アジア的生産様式

マルクス主義における社会の発展段階の1つ。原始共同体と奴隷制の間に存在しうる、古代アジアに見られた史上最初の階級社会および生産形態

アジア的生産様式(アジアてきせいさんようしき、ドイツ語: Asiatische Produktionsweise)とは、マルクス主義における社会の発展段階の1つで、原始共同体奴隷制の間に存在しうる、古代アジアに見られた史上最初の階級社会および生産形態のこと。

概要 編集

カール・マルクス1859年に著した『経済学批判』の序文で、資本主義に先行する階級社会として、奴隷制封建制に並べて「アジア的生産様式」を挙げた。しかしながら、「アジア的生産様式」についてはこの序文にも、論文本文にも説明がなかった。このため、「アジア的生産様式」が何を意味するのかについて歴史学会、経済学会において様々な論争がおこなわれた。

──────────────────────────────

**課題の指示**
アジア的生産様式についての文章のうち、「カール・マルクス1859年に」から「て様々な論争がおこなわれた。」までの部分を一字一句変えずに書き写しなさい。 エントリはこの作業には一切関係しない。

データセットの行
──────────────────────────────

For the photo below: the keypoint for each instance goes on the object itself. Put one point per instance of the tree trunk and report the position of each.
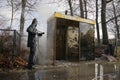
(12, 14)
(97, 25)
(22, 19)
(116, 21)
(81, 8)
(103, 22)
(85, 7)
(71, 9)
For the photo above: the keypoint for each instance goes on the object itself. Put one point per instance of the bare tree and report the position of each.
(22, 19)
(81, 8)
(97, 24)
(103, 21)
(11, 14)
(85, 8)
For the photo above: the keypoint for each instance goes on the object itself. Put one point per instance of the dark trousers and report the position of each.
(31, 57)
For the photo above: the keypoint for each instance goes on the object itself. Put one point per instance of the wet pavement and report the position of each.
(68, 71)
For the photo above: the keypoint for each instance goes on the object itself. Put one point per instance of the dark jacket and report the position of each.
(32, 31)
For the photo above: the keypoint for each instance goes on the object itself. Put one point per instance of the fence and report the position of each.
(9, 42)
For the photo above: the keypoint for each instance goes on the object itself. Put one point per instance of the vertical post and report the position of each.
(14, 43)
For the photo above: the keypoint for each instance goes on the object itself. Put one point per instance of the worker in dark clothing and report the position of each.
(109, 50)
(32, 32)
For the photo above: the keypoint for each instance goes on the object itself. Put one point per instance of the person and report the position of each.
(31, 43)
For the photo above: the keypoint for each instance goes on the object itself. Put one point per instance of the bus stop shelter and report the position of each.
(70, 38)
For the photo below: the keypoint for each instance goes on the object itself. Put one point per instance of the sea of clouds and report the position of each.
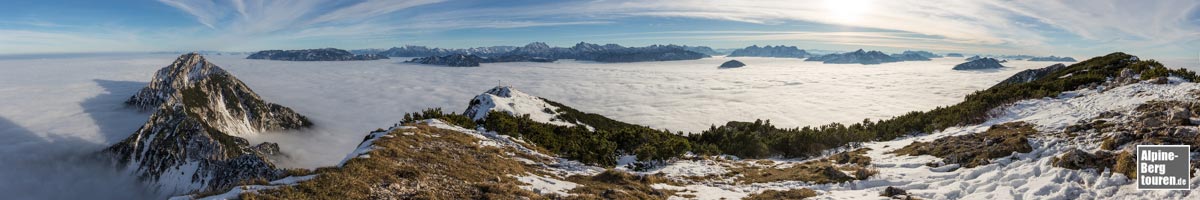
(55, 113)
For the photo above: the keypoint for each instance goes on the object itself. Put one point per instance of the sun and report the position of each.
(847, 10)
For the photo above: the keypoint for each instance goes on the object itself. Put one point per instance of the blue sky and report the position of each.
(1164, 30)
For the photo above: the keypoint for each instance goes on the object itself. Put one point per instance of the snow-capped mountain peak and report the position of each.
(190, 141)
(516, 103)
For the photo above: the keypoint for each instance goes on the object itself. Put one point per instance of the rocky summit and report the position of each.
(1031, 74)
(190, 143)
(857, 56)
(771, 52)
(1054, 59)
(979, 64)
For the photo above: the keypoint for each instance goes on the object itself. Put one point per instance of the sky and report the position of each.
(1164, 30)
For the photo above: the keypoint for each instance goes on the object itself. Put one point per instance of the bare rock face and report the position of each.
(732, 64)
(190, 141)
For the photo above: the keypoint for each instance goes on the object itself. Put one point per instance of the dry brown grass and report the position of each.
(828, 170)
(799, 193)
(978, 149)
(618, 185)
(431, 164)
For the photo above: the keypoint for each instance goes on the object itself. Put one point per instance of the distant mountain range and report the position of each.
(857, 56)
(979, 64)
(1055, 59)
(769, 52)
(327, 54)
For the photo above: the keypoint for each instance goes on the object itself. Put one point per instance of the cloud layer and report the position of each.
(1170, 29)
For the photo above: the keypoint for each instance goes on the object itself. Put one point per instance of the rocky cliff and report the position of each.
(327, 54)
(857, 56)
(769, 52)
(190, 143)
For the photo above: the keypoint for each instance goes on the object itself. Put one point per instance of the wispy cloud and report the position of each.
(1065, 28)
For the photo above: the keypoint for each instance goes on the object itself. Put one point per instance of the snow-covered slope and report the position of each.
(516, 103)
(189, 143)
(1020, 176)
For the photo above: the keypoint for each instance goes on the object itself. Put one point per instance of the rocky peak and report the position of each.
(189, 144)
(516, 103)
(538, 46)
(1031, 74)
(979, 64)
(732, 64)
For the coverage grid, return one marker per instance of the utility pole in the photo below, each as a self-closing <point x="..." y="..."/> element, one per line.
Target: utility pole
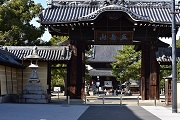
<point x="174" y="66"/>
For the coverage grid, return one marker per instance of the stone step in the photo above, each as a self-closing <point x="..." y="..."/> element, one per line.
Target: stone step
<point x="35" y="96"/>
<point x="39" y="92"/>
<point x="36" y="100"/>
<point x="33" y="88"/>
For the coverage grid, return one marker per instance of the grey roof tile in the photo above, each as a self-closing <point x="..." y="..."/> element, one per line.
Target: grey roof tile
<point x="77" y="13"/>
<point x="48" y="53"/>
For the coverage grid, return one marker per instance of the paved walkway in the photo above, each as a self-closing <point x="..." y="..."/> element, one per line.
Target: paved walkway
<point x="84" y="112"/>
<point x="94" y="109"/>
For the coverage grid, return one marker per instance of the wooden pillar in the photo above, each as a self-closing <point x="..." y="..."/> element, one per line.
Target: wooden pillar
<point x="145" y="71"/>
<point x="77" y="72"/>
<point x="154" y="74"/>
<point x="49" y="77"/>
<point x="149" y="72"/>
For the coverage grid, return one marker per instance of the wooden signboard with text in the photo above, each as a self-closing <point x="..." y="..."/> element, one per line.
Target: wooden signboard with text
<point x="113" y="37"/>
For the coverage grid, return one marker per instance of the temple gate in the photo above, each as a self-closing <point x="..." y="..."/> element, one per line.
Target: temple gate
<point x="100" y="22"/>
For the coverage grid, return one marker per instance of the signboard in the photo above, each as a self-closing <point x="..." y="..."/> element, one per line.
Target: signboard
<point x="108" y="83"/>
<point x="113" y="37"/>
<point x="57" y="89"/>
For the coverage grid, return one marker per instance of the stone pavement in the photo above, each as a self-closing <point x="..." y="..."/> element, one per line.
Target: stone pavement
<point x="84" y="112"/>
<point x="94" y="109"/>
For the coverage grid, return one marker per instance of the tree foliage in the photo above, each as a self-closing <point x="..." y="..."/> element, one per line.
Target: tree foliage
<point x="57" y="39"/>
<point x="15" y="18"/>
<point x="128" y="64"/>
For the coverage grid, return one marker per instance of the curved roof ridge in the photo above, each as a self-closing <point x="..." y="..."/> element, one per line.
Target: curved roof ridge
<point x="115" y="7"/>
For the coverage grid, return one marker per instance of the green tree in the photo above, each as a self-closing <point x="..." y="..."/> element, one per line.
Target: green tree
<point x="15" y="18"/>
<point x="178" y="63"/>
<point x="55" y="40"/>
<point x="128" y="64"/>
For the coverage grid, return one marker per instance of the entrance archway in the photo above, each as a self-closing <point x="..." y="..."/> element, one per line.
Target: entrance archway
<point x="111" y="23"/>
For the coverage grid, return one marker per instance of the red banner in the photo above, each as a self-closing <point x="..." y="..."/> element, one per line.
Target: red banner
<point x="113" y="37"/>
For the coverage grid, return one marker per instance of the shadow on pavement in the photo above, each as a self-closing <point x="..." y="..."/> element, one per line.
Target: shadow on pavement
<point x="117" y="113"/>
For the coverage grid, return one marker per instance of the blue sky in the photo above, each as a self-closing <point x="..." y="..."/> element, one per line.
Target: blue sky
<point x="47" y="36"/>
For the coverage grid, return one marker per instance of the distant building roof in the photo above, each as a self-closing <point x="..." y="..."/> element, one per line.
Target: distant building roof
<point x="8" y="59"/>
<point x="104" y="53"/>
<point x="165" y="55"/>
<point x="100" y="72"/>
<point x="48" y="53"/>
<point x="84" y="11"/>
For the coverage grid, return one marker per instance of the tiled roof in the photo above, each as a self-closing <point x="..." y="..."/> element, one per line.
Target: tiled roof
<point x="104" y="53"/>
<point x="48" y="53"/>
<point x="9" y="59"/>
<point x="100" y="72"/>
<point x="155" y="13"/>
<point x="165" y="54"/>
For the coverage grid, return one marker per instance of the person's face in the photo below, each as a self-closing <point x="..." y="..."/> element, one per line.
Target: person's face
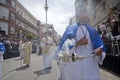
<point x="81" y="13"/>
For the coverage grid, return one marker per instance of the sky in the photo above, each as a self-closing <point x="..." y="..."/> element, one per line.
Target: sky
<point x="59" y="12"/>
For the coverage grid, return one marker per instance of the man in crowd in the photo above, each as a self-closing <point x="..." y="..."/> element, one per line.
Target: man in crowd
<point x="47" y="45"/>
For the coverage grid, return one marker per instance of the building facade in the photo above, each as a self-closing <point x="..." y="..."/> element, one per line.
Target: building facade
<point x="16" y="21"/>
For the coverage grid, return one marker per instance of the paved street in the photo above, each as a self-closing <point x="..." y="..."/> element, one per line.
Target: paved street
<point x="12" y="70"/>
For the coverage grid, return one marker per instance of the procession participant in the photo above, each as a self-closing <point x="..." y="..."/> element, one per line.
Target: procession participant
<point x="27" y="52"/>
<point x="2" y="51"/>
<point x="87" y="39"/>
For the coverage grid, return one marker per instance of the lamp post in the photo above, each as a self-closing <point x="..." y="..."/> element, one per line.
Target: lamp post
<point x="46" y="9"/>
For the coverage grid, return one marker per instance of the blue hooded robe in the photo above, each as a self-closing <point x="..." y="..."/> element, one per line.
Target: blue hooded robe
<point x="71" y="33"/>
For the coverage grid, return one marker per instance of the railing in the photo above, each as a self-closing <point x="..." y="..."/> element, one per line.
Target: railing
<point x="4" y="3"/>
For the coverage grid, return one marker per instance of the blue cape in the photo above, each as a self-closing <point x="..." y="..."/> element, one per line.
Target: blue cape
<point x="71" y="33"/>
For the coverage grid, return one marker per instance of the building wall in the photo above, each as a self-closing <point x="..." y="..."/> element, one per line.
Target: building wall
<point x="16" y="20"/>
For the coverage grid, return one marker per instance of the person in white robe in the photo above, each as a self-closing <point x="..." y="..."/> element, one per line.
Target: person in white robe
<point x="87" y="40"/>
<point x="21" y="49"/>
<point x="27" y="53"/>
<point x="2" y="51"/>
<point x="48" y="47"/>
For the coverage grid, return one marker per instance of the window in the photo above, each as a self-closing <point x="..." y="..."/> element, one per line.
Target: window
<point x="12" y="16"/>
<point x="4" y="13"/>
<point x="12" y="30"/>
<point x="13" y="4"/>
<point x="4" y="26"/>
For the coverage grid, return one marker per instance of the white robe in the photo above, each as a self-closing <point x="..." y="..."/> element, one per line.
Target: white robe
<point x="87" y="69"/>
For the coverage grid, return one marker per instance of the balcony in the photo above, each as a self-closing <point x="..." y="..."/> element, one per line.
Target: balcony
<point x="4" y="3"/>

──────────────────────────────

**解答全文**
カール・マルクス1859年に著した『経済学批判』の序文で、資本主義に先行する階級社会として、奴隷制封建制に並べて「アジア的生産様式」を挙げた。しかしながら、「アジア的生産様式」についてはこの序文にも、論文本文にも説明がなかった。このため、「アジア的生産様式」が何を意味するのかについて歴史学会、経済学会において様々な論争がおこなわれた。